(Short exercise): Convert the lines below into a JSON list of strings, with one string for each line and no blank lines, and leave the pictures out.

(Raw data):
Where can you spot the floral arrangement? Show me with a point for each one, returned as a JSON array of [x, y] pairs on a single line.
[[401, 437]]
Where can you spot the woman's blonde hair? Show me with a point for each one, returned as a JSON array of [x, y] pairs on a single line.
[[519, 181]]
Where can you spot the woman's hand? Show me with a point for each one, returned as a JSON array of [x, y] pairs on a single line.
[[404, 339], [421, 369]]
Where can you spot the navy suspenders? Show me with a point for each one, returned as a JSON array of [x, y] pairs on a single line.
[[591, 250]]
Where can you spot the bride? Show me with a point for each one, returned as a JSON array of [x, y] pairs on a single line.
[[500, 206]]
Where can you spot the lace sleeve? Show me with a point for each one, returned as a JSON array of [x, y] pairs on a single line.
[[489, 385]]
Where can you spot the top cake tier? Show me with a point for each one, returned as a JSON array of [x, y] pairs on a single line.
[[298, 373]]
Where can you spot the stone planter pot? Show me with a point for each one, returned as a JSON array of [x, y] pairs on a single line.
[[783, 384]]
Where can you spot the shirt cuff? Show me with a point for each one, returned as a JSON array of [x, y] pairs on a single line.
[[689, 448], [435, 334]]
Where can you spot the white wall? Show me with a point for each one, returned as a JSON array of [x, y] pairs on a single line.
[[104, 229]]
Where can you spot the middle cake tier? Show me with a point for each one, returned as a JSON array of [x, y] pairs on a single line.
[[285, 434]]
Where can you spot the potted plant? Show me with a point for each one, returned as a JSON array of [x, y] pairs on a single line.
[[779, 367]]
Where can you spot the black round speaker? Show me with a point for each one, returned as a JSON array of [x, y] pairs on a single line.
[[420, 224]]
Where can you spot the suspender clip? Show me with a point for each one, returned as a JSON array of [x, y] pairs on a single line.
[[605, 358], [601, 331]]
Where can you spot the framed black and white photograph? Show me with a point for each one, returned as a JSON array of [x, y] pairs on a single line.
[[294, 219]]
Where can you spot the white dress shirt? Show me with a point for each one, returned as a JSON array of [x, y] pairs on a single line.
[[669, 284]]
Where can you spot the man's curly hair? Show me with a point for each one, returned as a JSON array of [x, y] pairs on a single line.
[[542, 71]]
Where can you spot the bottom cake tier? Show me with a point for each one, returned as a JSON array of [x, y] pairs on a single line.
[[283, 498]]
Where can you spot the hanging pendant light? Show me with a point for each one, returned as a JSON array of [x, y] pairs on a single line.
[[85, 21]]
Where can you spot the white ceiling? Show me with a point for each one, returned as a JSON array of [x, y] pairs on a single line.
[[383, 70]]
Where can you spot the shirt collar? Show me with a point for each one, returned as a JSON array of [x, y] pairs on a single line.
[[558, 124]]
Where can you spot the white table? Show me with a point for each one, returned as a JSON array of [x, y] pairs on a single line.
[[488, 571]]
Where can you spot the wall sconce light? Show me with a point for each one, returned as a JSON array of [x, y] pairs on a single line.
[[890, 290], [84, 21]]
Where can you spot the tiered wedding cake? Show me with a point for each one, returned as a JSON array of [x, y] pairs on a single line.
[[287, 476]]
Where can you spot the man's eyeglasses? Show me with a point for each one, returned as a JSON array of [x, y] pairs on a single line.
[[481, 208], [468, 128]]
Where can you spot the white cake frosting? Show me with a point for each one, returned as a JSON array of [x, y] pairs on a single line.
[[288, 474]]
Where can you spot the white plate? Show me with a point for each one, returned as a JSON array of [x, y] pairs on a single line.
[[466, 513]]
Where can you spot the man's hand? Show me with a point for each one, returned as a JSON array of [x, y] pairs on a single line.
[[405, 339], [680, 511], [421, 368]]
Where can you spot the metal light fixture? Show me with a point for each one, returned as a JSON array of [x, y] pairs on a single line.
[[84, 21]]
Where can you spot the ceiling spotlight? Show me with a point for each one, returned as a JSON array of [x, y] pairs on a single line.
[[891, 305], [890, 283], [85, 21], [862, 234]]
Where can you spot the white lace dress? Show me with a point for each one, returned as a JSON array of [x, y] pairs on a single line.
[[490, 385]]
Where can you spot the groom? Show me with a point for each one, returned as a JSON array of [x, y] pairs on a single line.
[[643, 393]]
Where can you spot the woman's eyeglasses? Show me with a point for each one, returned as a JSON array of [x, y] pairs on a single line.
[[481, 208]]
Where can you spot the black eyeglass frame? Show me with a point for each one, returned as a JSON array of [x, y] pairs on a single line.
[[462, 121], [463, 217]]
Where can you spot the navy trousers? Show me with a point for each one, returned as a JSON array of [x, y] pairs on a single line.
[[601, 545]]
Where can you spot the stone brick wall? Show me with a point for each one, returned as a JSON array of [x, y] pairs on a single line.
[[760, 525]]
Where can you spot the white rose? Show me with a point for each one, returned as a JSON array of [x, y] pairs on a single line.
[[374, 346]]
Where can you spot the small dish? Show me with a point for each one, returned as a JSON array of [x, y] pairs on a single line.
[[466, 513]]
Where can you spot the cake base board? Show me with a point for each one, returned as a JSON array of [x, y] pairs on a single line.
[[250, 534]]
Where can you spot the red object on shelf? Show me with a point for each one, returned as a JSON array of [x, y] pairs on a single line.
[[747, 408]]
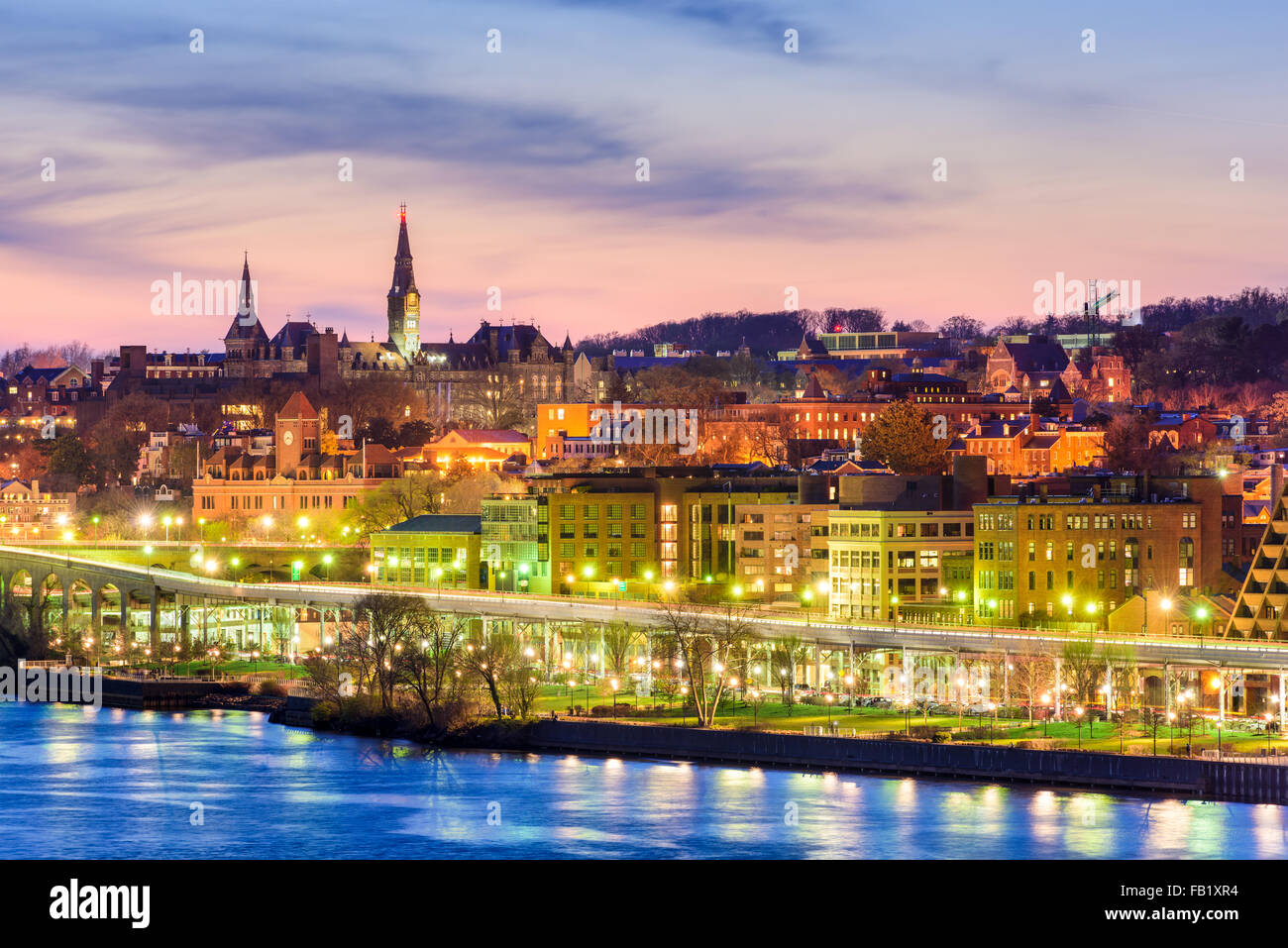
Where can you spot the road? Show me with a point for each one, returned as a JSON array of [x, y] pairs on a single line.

(Finished answer):
[
  "Where can you spot the floral arrangement? Show me with a point for each one, returned as a JSON array of [x, y] pairs on a single line.",
  "[[401, 437]]",
  "Where can you spot the woman's blonde hair? Show me with a point for each one, returned as a JSON array of [x, y] pairs on a single line.",
  "[[519, 181]]",
  "Where can you spot the woman's hand? Show me with a point for each one, returned as a JSON array of [x, y] pairs on a single line.",
  "[[404, 339], [421, 369]]",
  "Where can you spot the navy suspenders? Show me with a point for each one, returned as a JSON array of [x, y] pairs on a single line.",
  "[[591, 250]]",
  "Where can you spot the bride? Show me with a point for each one, returned as a JSON array of [x, y] pairs on a single line.",
  "[[500, 206]]",
  "Where can you spot the lace sleeve? Show me with a point for each one, returned as a JSON array of [x, y] pairs on a single line.",
  "[[489, 385]]",
  "Where can you spot the top cake tier? Show me with a point for each one, returned as a JSON array of [x, y] pairs on a single line.",
  "[[298, 373]]",
  "Where can you spot the stone planter pot? Show me with a point for each one, returned as a JSON array of [x, y] pairs on a single line.",
  "[[783, 384]]",
  "Where can you spot the shirt cuff? Show me with a point for each one, returned as a JSON array of [x, y] pairs on a single line.",
  "[[689, 448], [435, 334]]",
  "Where can you spot the white wall? Show me with a point for each one, returned as a JSON array of [x, y] pairs on a single line.",
  "[[104, 229]]",
  "Where can you spot the middle cake tier? Show me with a point for each one, returned as a JSON array of [x, y] pairs on a single line.",
  "[[285, 434]]",
  "Where can you spot the potted plant? Show me with a point for each one, returned as a JSON array of [x, y] pairs on a single line.",
  "[[779, 367]]",
  "Where can you spot the black round speaker? Show me with a point for each one, returned as a JSON array of [x, y] pairs on a single line.",
  "[[420, 224]]",
  "Where can you spot the suspender clip? Show me with a point for each one, returned as a JSON array of [x, y] pairs on a single line.",
  "[[605, 358], [601, 331]]",
  "Where can you spot the framed black and white photograph? Show me with a point for each one, returned as a JSON array of [x, y] pairs on a single line.",
  "[[294, 219]]",
  "Where can you spot the white dress shirt? Show me with a point for each one, returned as a JSON array of [x, y] pairs on a single line.",
  "[[669, 284]]",
  "Where can you spot the man's curly hair? Show me with a point for each one, returned as a JSON array of [x, y] pairs on a single line.",
  "[[542, 71]]",
  "Where can you spot the bottom cake tier? Show me with a point for each one, returned as a JSON array of [x, y] pairs on a single line.",
  "[[283, 498]]",
  "Where can you spot the hanging pendant light? Show me with a point for each one, returned as a JSON array of [x, y] pairs on a single line.",
  "[[85, 21]]",
  "Where can you spot the white ceiling? Show me with a point for each one, returned as a JSON array of [x, y] pairs on a single line.",
  "[[383, 70]]",
  "Where can you spot the shirt collar? Show me with a point for each one, returned as a JSON array of [x, y] pairs on a single line.",
  "[[558, 124]]",
  "Where can you spot the white table? Show me with a point for each one, returned as a JSON array of [x, y] pairs on a single line.",
  "[[488, 571]]",
  "Where can you spot the wall sconce light? Show me with a point for each one, returned as a JSON array of [x, y] pairs on a single line.",
  "[[890, 290], [84, 21]]",
  "Where can you spot the tiered wedding cake? Show me with a point for each one, returned as a JSON array of [x, y] pairs on a single line.",
  "[[287, 476]]",
  "Where can you spot the man's eyeglasses? Show me with a point for each one, returned as a JSON array of [x, y] pairs on a single line.",
  "[[481, 208], [468, 128]]",
  "Where can you spot the white cake frosting? Show me with a point for each one, returned as a JSON array of [x, y] pairs on a single line.",
  "[[288, 474]]",
  "Where can you spot the white plate? Show me with a point for each one, returned as a JSON array of [x, y] pairs on a single line.",
  "[[466, 513]]",
  "Where can you spot the man's hand? Show me with a point for each one, returned as a JSON array of [x, y] pairs on a single line.",
  "[[405, 339], [680, 511], [421, 368]]",
  "Where can you spot the metal light fixture? Show me with a point for each one, returned as a JSON array of [x, y] pairs on a single line.",
  "[[84, 21]]",
  "Where can you spot the ceiling spotlight? Show me with a point for each one, returned as a JSON array of [x, y] pairs on a single line.",
  "[[891, 305], [890, 283], [85, 21], [862, 234]]",
  "Where can you spot the white lace dress? Show me with a point for each one, returned as a JSON array of [x, y] pairs on a single line.",
  "[[490, 385]]",
  "Where can you spot the groom? Show me with a point for each one, returned as a JSON array of [x, y] pairs on a single line.",
  "[[643, 393]]",
  "Where can you spot the woman's eyeglasses? Show me with a point for each one, returned as a JSON array of [x, y] pairs on a single line.",
  "[[481, 208]]",
  "Where can you spot the black eyeglass frame? Show me with a point for each one, returned as a JSON array of [x, y] pairs on a single line.",
  "[[462, 121], [463, 217]]",
  "Where can you spot the navy trousers? Show me with a point for each one, returned as a JSON array of [x, y] pairs on a single line.",
  "[[601, 545]]",
  "Where can you spot the stone brick wall? Show me with a point for each one, returned as a JSON array of [x, y] pairs on a single line.",
  "[[760, 525]]",
  "Where can you spot the white rose? Show me with a point for each one, returned as a JSON array of [x, y] pairs on a single line.",
  "[[374, 346]]",
  "Where can you spot the small dish? Show me with a point for each one, returned as a JSON array of [x, y] pairs on a single line.",
  "[[466, 513]]",
  "Where can you spot the cake base board? Show me with a point for each one, returned as a JSON array of [x, y] pairs on a single line.",
  "[[250, 534]]",
  "Where can you spot the red object on shelf? Show me with a point for each one, returned as a JSON array of [x, y] pairs on a single line.",
  "[[747, 408]]",
  "Where can you spot the road? Show me with a point for each one, returned as a JSON array of [x, y] pairs on a single line."
]